TASK: Rewrite everything from the start of the lines down to the line containing "rough mask: <svg", changing "instance" to "object" and leaving all else as it stands.

(AVAILABLE DATA)

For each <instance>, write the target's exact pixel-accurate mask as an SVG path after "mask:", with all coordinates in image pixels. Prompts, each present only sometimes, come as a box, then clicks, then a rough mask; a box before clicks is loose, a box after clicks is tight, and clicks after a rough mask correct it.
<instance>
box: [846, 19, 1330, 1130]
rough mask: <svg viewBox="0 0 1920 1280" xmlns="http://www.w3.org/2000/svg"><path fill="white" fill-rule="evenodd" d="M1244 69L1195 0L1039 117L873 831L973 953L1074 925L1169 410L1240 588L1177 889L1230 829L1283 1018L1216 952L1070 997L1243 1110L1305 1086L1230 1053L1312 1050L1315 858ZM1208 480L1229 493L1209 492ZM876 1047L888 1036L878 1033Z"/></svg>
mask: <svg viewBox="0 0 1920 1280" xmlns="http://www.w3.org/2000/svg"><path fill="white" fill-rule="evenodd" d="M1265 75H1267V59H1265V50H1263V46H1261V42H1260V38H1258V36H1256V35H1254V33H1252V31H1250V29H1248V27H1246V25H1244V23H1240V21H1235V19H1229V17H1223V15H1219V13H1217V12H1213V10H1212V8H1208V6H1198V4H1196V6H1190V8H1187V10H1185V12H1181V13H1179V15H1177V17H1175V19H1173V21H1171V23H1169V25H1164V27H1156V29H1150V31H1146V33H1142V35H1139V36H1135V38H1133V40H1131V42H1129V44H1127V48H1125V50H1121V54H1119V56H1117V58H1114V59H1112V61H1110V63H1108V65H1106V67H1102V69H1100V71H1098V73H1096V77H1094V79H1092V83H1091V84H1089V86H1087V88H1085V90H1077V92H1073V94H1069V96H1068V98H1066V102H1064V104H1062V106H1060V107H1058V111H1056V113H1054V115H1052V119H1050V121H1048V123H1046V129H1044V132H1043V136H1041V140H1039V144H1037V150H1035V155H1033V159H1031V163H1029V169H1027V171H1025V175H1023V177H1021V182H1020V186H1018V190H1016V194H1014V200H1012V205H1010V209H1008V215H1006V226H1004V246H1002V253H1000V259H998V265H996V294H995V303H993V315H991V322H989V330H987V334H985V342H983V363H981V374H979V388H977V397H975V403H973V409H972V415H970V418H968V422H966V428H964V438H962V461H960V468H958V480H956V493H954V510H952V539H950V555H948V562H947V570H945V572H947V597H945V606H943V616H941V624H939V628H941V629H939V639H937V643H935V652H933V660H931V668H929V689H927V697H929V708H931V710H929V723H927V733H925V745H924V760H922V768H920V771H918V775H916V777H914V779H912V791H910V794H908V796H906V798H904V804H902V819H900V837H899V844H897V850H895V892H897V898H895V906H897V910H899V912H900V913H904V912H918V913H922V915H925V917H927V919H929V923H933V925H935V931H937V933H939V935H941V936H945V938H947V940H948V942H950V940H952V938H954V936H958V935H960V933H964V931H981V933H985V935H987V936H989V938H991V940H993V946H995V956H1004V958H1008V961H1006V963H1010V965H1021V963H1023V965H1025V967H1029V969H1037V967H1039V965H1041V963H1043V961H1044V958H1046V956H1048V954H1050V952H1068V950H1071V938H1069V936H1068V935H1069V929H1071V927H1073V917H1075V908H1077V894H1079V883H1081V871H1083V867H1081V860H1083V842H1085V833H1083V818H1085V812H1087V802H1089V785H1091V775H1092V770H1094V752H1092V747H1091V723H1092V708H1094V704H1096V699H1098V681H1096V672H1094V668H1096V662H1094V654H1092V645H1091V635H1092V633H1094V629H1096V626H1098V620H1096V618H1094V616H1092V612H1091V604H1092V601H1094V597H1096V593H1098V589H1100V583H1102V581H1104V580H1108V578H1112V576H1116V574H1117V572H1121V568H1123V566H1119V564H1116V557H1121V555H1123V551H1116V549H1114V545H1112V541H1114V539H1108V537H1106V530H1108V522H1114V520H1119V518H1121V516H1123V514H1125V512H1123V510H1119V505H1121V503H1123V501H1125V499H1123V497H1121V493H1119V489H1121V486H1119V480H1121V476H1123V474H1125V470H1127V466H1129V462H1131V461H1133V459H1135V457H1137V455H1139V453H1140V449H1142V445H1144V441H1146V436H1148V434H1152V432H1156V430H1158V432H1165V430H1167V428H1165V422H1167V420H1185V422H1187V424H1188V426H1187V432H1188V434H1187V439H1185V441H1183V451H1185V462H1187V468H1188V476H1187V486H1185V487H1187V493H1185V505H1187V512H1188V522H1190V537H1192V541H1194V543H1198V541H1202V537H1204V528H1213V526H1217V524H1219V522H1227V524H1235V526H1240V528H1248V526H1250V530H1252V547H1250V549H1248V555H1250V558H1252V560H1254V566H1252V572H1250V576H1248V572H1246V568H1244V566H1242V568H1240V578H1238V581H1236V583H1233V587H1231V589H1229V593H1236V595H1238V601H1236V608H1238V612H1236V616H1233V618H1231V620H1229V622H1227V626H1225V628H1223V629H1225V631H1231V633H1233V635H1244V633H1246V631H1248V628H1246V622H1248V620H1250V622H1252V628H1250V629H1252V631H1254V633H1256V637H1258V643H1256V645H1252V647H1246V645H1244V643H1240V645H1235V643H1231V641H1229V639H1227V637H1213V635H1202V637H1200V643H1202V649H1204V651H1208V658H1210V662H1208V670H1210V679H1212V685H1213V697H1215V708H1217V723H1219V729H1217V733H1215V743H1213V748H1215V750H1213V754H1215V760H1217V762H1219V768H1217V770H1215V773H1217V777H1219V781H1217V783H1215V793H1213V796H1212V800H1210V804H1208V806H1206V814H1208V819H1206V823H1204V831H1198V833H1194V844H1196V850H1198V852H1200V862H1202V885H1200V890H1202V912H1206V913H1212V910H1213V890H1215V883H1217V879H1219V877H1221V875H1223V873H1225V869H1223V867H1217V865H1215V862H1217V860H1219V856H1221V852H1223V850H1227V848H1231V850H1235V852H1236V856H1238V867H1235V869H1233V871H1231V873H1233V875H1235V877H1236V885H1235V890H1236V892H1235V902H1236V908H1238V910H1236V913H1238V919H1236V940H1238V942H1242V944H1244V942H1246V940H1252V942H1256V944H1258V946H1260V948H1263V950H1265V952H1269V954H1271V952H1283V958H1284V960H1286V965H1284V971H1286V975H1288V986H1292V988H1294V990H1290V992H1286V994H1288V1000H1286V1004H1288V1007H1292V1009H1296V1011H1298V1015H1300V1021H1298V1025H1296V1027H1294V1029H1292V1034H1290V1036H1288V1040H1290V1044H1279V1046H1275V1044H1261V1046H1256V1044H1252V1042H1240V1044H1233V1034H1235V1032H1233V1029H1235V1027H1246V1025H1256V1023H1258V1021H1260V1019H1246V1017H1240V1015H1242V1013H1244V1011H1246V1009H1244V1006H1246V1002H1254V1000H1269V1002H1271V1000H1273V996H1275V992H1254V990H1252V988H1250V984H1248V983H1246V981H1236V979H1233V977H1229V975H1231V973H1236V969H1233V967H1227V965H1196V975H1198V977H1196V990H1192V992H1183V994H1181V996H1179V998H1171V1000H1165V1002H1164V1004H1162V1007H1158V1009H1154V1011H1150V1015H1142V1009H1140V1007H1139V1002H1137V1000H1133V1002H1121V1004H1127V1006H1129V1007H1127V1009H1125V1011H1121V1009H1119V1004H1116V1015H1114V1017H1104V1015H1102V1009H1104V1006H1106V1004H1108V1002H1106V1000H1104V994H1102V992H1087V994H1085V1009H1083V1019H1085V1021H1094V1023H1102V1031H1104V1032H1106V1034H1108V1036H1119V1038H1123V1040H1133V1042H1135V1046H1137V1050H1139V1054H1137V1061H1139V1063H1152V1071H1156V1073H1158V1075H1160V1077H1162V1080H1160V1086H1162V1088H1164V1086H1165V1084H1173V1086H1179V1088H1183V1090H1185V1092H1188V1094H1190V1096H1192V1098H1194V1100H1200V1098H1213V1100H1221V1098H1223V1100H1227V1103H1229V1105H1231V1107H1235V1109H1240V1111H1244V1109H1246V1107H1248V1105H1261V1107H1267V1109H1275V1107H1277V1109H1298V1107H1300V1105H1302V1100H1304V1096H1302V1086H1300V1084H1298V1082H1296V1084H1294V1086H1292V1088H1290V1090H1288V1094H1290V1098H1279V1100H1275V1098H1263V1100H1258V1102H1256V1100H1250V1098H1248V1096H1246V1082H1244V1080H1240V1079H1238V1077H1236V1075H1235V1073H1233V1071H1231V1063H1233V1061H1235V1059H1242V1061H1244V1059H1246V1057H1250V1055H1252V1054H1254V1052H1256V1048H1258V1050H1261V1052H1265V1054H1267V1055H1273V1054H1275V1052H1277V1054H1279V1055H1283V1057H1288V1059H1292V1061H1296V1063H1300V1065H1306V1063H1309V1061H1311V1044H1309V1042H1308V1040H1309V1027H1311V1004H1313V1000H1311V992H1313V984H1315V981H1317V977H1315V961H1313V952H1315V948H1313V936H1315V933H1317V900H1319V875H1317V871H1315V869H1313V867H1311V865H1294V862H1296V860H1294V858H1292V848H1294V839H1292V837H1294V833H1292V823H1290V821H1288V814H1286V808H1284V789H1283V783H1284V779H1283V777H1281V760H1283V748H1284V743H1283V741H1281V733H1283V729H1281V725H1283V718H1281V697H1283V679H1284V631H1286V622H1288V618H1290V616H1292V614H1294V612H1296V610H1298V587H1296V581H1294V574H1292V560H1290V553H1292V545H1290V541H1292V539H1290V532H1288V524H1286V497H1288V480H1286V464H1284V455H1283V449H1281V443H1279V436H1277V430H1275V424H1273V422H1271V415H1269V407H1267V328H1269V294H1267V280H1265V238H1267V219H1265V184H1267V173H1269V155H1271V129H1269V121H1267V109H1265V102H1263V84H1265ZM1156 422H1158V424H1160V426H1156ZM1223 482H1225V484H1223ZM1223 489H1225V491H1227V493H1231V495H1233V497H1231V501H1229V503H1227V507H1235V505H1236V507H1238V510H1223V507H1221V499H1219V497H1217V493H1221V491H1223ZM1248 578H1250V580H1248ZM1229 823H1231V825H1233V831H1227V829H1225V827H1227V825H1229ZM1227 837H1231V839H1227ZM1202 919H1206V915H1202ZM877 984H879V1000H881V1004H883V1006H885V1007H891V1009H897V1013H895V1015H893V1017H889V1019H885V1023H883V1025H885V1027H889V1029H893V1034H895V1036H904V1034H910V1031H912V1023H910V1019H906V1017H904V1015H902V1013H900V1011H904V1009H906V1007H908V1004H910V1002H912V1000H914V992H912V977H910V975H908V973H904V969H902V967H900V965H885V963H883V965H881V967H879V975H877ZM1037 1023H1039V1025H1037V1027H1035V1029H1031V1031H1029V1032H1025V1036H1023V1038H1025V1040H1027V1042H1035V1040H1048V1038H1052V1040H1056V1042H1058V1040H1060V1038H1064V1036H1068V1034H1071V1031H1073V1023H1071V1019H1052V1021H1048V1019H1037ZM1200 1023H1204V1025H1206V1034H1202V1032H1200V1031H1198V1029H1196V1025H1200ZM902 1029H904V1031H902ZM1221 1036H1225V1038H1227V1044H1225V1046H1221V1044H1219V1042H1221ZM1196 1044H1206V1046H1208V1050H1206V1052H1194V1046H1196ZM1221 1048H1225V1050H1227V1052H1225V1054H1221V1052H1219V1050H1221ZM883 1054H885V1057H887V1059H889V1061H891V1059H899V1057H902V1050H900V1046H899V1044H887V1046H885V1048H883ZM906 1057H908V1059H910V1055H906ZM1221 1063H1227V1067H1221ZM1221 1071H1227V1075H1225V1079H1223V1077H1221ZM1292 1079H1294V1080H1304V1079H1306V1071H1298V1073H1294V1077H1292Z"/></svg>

(End AVAILABLE DATA)

RESPONSE AREA:
For each <object>, write the target's exact pixel-accurate mask as an SVG path after "mask:", with all coordinates in image pixels. Prompts, each present only sometimes, come as a box, then clicks, then a rough mask; a box before clicks is loose, a box after clicks is tight, and clicks after a rough mask correct it.
<object>
box: [846, 19, 1330, 1130]
rough mask: <svg viewBox="0 0 1920 1280" xmlns="http://www.w3.org/2000/svg"><path fill="white" fill-rule="evenodd" d="M1244 69L1195 0L1039 117L873 831L973 953L1074 925L1169 410L1240 588L1177 889L1230 829L1283 1018L1216 952L1070 997L1243 1110L1305 1086L1230 1053L1312 1050L1315 858ZM1208 480L1229 493L1209 492ZM876 1047L888 1036L878 1033Z"/></svg>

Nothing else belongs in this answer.